Work required:
What do the entries below say? Restate them word for word.

The data:
****

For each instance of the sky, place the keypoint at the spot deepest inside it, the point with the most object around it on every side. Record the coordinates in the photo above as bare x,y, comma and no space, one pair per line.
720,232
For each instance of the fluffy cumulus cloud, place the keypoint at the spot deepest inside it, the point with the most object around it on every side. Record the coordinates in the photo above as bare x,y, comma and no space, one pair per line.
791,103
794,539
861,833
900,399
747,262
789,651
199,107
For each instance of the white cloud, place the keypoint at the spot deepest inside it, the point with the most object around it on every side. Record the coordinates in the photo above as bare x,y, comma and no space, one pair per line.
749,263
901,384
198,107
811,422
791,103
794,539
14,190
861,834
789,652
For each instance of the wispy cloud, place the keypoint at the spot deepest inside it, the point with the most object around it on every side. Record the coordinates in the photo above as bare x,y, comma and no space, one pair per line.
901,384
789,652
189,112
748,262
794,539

****

Response for this exercise:
For each instance of the sky, place the keypoint at the spot deepest inside it, the point with the most object around it on every side. Record the coordinates in the photo above as bare x,y, comma and no space, one pair per line.
720,232
For each instance of the fluffy cumulus cloud, place the keypoint at the spot deepest inside it, the point with the most object around it on every side. Record the coordinates in the photo above as bare x,y, comma and no space, one pair per line.
791,103
794,539
861,833
900,399
747,262
789,651
199,107
For each instance of the white cloud, place the keypoint at the spot deepest inside it, the point with the most object around it on every side. Record the coordinates in the photo above as bare x,y, comma and no space, one pair per line.
749,263
901,384
198,107
811,422
791,103
794,539
14,190
861,834
789,652
For each instance of the wispy cloud, place the keypoint at the spot deepest inside it, the point with the most object around it on every side. Record the coordinates in the photo above as bare x,y, comma and no space, one pair per line.
901,384
789,652
189,112
748,262
794,539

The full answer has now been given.